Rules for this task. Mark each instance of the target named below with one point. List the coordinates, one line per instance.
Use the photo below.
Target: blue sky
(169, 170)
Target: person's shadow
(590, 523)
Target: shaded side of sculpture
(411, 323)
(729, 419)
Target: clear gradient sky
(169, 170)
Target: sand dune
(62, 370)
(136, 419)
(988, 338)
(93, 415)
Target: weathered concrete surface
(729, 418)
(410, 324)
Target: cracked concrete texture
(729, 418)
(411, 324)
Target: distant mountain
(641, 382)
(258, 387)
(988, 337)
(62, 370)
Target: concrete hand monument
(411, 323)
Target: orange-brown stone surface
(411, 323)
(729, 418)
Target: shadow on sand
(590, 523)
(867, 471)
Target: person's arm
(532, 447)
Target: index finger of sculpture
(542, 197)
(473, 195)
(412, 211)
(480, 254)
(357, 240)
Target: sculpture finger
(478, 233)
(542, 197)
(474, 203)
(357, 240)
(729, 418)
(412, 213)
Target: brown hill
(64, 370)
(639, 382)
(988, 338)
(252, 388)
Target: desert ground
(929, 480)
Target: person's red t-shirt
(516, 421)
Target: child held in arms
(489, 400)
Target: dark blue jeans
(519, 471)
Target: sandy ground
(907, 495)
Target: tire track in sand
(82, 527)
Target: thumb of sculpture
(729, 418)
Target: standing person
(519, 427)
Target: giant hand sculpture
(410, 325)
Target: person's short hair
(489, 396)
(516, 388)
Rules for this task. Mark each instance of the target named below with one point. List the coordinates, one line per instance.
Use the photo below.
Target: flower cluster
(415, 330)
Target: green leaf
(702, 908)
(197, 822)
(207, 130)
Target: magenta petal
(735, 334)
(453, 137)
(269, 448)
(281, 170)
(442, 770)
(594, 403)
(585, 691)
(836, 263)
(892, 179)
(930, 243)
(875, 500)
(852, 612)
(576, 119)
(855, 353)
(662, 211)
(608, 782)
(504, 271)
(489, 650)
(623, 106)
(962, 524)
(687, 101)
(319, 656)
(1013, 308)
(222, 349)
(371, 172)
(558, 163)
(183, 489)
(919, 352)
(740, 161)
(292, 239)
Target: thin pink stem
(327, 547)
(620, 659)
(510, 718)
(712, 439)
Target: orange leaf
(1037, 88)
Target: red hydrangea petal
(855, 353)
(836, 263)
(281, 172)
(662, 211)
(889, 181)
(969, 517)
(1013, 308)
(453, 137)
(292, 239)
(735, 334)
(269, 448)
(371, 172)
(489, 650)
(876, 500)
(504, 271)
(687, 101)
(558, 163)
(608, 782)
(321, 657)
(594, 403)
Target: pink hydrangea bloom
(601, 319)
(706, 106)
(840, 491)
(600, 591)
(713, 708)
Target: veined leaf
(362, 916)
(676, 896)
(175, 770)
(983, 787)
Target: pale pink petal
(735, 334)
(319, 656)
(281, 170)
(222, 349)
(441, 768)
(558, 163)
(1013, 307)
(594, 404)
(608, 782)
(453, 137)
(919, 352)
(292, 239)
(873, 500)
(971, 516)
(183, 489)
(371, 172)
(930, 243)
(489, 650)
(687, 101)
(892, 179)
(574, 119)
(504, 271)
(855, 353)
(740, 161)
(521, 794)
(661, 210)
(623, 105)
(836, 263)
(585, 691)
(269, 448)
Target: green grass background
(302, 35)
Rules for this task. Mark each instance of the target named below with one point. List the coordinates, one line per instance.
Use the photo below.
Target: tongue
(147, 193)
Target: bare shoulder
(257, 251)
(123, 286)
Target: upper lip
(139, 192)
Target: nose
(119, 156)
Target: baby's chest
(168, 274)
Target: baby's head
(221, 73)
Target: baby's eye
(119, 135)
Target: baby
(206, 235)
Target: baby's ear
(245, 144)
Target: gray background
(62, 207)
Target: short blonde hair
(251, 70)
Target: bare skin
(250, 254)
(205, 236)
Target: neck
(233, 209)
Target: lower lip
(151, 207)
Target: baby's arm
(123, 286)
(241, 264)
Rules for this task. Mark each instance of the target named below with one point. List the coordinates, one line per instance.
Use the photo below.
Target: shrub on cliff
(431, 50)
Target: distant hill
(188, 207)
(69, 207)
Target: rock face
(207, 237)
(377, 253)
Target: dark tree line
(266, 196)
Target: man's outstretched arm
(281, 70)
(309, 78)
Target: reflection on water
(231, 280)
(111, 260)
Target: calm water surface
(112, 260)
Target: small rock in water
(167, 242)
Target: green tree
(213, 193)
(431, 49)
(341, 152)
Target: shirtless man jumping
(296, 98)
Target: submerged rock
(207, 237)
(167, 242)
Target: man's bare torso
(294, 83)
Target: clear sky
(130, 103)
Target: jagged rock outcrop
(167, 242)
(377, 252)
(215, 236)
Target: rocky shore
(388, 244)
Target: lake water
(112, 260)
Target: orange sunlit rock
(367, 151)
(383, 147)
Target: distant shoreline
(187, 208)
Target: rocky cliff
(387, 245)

- [CHALLENGE]
Can you rewrite every line of the entries above as a JSON list of strings, one string per line, with blank lines left out?

- [TASK SOLUTION]
[
  "Rules for this task. Mark each instance of the target named below with one point. List the coordinates, one line per instance.",
  "Use the photo below.",
  "Target: blue sky",
  "(169, 170)",
  "Target: person's shadow",
  "(590, 523)",
  "Target: shaded side of sculpture",
  "(411, 323)",
  "(729, 419)",
  "Target: clear gradient sky",
  "(169, 170)",
  "Target: sand dune",
  "(62, 370)",
  "(136, 419)",
  "(988, 338)",
  "(93, 415)",
  "Target: weathered concrete surface",
  "(729, 418)",
  "(410, 324)",
  "Target: cracked concrete texture",
  "(729, 418)",
  "(411, 324)",
  "Target: distant mountain",
  "(641, 382)",
  "(258, 387)",
  "(988, 337)",
  "(62, 370)",
  "Target: concrete hand monument",
  "(411, 323)",
  "Target: orange-brown stone surface",
  "(411, 323)",
  "(729, 418)",
  "Target: shadow on sand",
  "(590, 523)",
  "(867, 471)",
  "Target: person's arm",
  "(532, 447)",
  "Target: index finger of sculpture",
  "(542, 197)",
  "(473, 195)",
  "(412, 211)",
  "(480, 254)",
  "(357, 240)",
  "Target: sculpture finger",
  "(478, 233)",
  "(542, 197)",
  "(474, 203)",
  "(357, 240)",
  "(729, 418)",
  "(412, 213)",
  "Target: brown hill",
  "(64, 370)",
  "(639, 382)",
  "(988, 338)",
  "(252, 388)",
  "Target: desert ground",
  "(929, 480)",
  "Target: person's red t-shirt",
  "(516, 421)",
  "Target: child held in arms",
  "(489, 400)",
  "Target: dark blue jeans",
  "(519, 471)",
  "Target: sandy ground",
  "(907, 495)",
  "Target: tire track in sand",
  "(82, 527)",
  "Target: thumb of sculpture",
  "(729, 418)",
  "Target: standing person",
  "(519, 427)",
  "Target: giant hand sculpture",
  "(410, 325)",
  "Target: person's short hair",
  "(489, 396)",
  "(516, 388)",
  "Rules for this task. Mark each instance of the target named below with one point. List the coordinates, one line per instance.",
  "Use the photo below.",
  "Target: flower cluster",
  "(415, 330)",
  "Target: green leaf",
  "(702, 908)",
  "(197, 822)",
  "(207, 130)",
  "Target: magenta petal",
  "(735, 334)",
  "(453, 137)",
  "(269, 448)",
  "(281, 170)",
  "(442, 770)",
  "(594, 403)",
  "(585, 691)",
  "(836, 263)",
  "(892, 179)",
  "(930, 243)",
  "(875, 500)",
  "(852, 612)",
  "(576, 119)",
  "(855, 353)",
  "(662, 211)",
  "(608, 782)",
  "(504, 271)",
  "(489, 650)",
  "(623, 106)",
  "(962, 524)",
  "(687, 101)",
  "(319, 656)",
  "(1013, 308)",
  "(222, 349)",
  "(371, 172)",
  "(558, 163)",
  "(183, 489)",
  "(919, 352)",
  "(740, 161)",
  "(292, 239)",
  "Target: thin pink stem",
  "(327, 547)",
  "(620, 659)",
  "(510, 718)",
  "(712, 439)",
  "Target: orange leaf",
  "(1037, 88)",
  "Target: red hydrangea petal",
  "(855, 353)",
  "(836, 263)",
  "(281, 172)",
  "(662, 211)",
  "(889, 181)",
  "(969, 517)",
  "(1013, 308)",
  "(453, 137)",
  "(292, 239)",
  "(735, 334)",
  "(269, 448)",
  "(371, 172)",
  "(489, 650)",
  "(876, 500)",
  "(504, 271)",
  "(687, 101)",
  "(558, 163)",
  "(608, 782)",
  "(321, 657)",
  "(594, 403)",
  "Target: pink hydrangea bloom",
  "(601, 319)",
  "(706, 106)",
  "(840, 491)",
  "(600, 591)",
  "(713, 708)",
  "Target: veined leaf",
  "(362, 916)",
  "(676, 896)",
  "(175, 770)",
  "(983, 787)",
  "Target: pale pink petal",
  "(735, 334)",
  "(319, 656)",
  "(281, 170)",
  "(222, 349)",
  "(441, 768)",
  "(558, 163)",
  "(1013, 307)",
  "(594, 404)",
  "(608, 782)",
  "(453, 137)",
  "(919, 352)",
  "(292, 239)",
  "(873, 500)",
  "(971, 516)",
  "(183, 489)",
  "(371, 172)",
  "(930, 243)",
  "(489, 650)",
  "(687, 101)",
  "(892, 179)",
  "(574, 119)",
  "(504, 271)",
  "(855, 353)",
  "(740, 161)",
  "(521, 794)",
  "(661, 210)",
  "(623, 105)",
  "(836, 263)",
  "(585, 691)",
  "(269, 448)",
  "Target: green grass background",
  "(302, 35)",
  "Rules for this task. Mark each instance of the target named below with one point. List the coordinates, one line per instance.",
  "Use the photo below.",
  "Target: tongue",
  "(147, 193)",
  "Target: bare shoulder",
  "(257, 251)",
  "(123, 286)",
  "Target: upper lip",
  "(139, 192)",
  "Target: nose",
  "(119, 156)",
  "Target: baby's chest",
  "(168, 274)",
  "Target: baby's head",
  "(221, 73)",
  "Target: baby's eye",
  "(119, 135)",
  "Target: baby",
  "(206, 235)",
  "Target: baby's ear",
  "(245, 144)",
  "Target: gray background",
  "(62, 207)",
  "Target: short blonde hair",
  "(251, 70)",
  "Target: bare skin",
  "(250, 254)",
  "(205, 236)",
  "Target: neck",
  "(233, 209)",
  "Target: lower lip",
  "(151, 207)",
  "Target: baby's arm",
  "(123, 286)",
  "(241, 264)",
  "Rules for this task. Mark each instance of the target named below with one point. List the coordinates, one line per instance.",
  "Use the photo below.",
  "Target: shrub on cliff",
  "(431, 50)",
  "Target: distant hill",
  "(188, 207)",
  "(69, 207)",
  "Target: rock face",
  "(207, 237)",
  "(377, 253)",
  "Target: dark tree line",
  "(266, 196)",
  "Target: man's outstretched arm",
  "(281, 70)",
  "(309, 78)",
  "Target: reflection on water",
  "(231, 280)",
  "(111, 260)",
  "Target: calm water surface",
  "(112, 260)",
  "Target: small rock in water",
  "(167, 242)",
  "Target: green tree",
  "(213, 193)",
  "(431, 49)",
  "(341, 152)",
  "Target: shirtless man jumping",
  "(296, 98)",
  "Target: submerged rock",
  "(207, 237)",
  "(167, 242)",
  "Target: man's bare torso",
  "(294, 83)",
  "Target: clear sky",
  "(130, 103)",
  "Target: jagged rock outcrop",
  "(167, 242)",
  "(377, 252)",
  "(215, 236)",
  "Target: rocky shore",
  "(388, 244)",
  "Target: lake water",
  "(112, 260)",
  "Target: orange sunlit rock",
  "(367, 151)",
  "(383, 147)",
  "Target: distant shoreline",
  "(187, 208)",
  "Target: rocky cliff",
  "(387, 245)"
]